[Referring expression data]
========

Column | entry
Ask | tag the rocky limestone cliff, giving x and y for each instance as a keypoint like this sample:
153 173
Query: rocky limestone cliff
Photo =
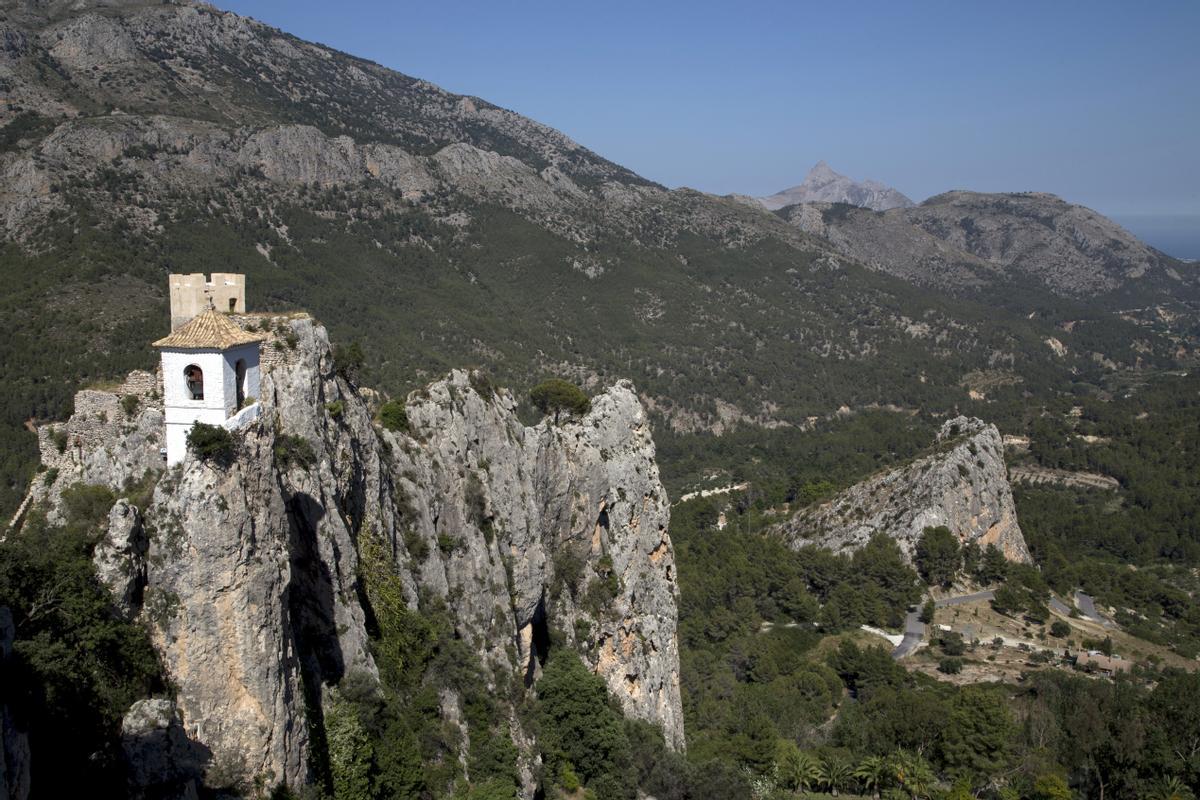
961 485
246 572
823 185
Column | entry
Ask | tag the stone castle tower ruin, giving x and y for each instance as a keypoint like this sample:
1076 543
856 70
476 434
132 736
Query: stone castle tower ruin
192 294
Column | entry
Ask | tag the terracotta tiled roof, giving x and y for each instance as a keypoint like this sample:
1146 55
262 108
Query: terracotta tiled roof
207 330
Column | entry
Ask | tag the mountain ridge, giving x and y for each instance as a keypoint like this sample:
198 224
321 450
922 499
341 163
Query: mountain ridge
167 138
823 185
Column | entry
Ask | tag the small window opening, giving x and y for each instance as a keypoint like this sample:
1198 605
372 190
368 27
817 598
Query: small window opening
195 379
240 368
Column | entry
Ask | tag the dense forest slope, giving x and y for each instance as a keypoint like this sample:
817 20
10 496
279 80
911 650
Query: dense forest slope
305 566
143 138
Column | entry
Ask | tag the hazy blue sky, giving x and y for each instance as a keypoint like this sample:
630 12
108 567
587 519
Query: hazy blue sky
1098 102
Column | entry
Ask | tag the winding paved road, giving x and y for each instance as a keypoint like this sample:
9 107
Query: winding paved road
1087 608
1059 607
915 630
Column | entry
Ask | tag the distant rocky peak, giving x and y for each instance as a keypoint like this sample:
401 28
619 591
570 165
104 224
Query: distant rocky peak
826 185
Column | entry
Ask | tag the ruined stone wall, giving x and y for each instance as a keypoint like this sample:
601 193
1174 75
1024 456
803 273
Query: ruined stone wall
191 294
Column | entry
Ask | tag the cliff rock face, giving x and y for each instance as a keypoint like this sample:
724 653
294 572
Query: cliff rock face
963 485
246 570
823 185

========

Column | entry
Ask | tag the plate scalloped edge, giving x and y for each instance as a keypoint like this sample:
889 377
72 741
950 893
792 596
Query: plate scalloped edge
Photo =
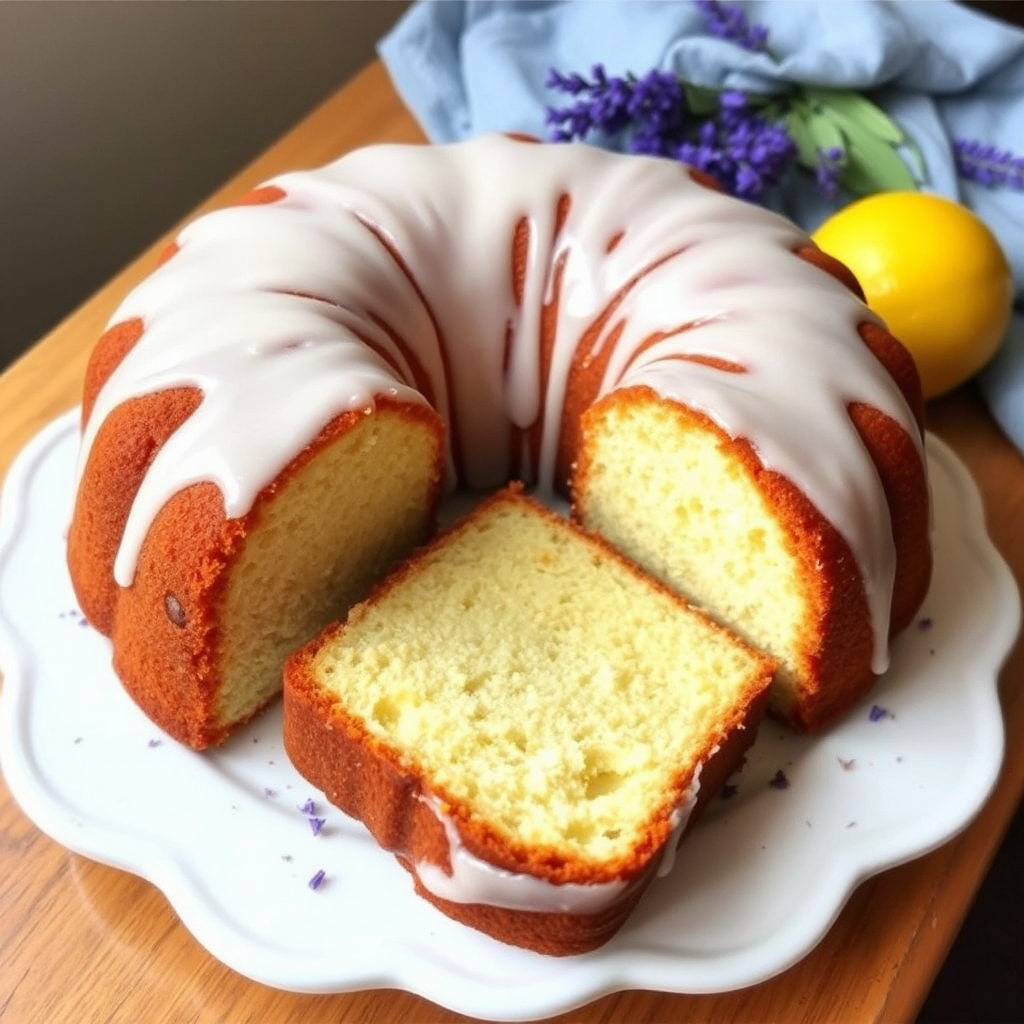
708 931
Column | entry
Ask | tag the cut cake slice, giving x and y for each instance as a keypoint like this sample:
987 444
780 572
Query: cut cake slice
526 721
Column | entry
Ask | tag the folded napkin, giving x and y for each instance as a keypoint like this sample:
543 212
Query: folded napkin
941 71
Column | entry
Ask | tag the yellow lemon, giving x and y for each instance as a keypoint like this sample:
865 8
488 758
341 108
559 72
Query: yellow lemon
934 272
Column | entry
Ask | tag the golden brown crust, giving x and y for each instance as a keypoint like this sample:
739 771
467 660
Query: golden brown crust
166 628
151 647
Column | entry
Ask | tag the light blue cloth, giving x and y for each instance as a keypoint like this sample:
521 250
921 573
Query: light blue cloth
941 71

========

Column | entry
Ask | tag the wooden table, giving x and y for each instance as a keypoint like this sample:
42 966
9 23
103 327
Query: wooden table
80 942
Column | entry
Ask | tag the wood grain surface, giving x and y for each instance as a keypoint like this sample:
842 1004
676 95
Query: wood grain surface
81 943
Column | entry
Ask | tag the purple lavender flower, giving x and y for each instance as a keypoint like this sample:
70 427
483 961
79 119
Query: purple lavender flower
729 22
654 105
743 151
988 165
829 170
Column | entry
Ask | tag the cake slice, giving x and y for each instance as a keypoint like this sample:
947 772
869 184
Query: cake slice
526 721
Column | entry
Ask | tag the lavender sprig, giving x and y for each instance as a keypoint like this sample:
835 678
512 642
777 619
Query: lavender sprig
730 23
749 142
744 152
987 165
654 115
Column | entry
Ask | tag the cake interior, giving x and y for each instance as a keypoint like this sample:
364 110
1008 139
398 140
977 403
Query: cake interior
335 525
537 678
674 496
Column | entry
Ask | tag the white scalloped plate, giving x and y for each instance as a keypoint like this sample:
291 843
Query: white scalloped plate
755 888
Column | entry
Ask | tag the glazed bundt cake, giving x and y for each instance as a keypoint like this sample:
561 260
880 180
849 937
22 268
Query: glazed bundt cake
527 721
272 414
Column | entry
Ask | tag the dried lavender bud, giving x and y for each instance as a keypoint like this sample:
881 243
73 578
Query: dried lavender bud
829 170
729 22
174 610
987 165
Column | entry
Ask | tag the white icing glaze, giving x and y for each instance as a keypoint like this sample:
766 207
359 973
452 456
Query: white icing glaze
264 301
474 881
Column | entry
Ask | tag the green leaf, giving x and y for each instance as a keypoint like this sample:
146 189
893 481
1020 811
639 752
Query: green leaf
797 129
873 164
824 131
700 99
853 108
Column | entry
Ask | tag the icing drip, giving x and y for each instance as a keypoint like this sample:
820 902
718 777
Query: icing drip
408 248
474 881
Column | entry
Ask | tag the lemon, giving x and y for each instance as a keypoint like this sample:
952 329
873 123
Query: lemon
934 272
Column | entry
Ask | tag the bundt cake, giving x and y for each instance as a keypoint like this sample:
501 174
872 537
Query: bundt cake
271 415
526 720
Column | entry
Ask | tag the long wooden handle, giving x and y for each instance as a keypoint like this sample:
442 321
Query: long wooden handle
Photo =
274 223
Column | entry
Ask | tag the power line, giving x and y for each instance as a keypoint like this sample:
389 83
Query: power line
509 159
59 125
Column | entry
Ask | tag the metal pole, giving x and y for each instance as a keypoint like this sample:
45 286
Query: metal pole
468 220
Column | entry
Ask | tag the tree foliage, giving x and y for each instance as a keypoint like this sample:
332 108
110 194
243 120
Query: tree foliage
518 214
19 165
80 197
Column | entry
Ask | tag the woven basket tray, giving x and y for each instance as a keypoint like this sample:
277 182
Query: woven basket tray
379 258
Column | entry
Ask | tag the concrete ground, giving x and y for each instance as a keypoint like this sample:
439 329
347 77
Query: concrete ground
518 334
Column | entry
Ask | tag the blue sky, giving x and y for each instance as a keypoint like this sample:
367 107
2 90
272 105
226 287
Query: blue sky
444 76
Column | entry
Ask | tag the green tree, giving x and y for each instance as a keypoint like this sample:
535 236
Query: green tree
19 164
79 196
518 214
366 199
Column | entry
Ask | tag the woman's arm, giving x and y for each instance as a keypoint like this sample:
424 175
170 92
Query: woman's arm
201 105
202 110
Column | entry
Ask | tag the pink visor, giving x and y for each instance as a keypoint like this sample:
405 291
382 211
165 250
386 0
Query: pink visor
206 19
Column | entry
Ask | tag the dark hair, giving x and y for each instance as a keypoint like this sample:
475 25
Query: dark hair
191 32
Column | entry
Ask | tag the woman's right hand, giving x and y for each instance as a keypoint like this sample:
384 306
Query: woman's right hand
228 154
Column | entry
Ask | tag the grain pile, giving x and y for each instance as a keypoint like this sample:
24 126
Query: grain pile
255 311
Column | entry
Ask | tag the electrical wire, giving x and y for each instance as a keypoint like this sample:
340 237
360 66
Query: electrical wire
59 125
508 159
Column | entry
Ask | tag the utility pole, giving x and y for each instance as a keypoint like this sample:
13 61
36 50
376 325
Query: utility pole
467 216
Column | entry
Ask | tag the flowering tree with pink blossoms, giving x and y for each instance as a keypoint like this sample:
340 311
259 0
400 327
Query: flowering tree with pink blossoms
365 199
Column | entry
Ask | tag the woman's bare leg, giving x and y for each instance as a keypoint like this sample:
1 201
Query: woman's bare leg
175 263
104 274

========

▶ [WHAT THE EXERCISE ASKS] The answer must be a single number: the count of lines in the records above that contain the word "long".

▶ [EXPECTED ANSWER] 2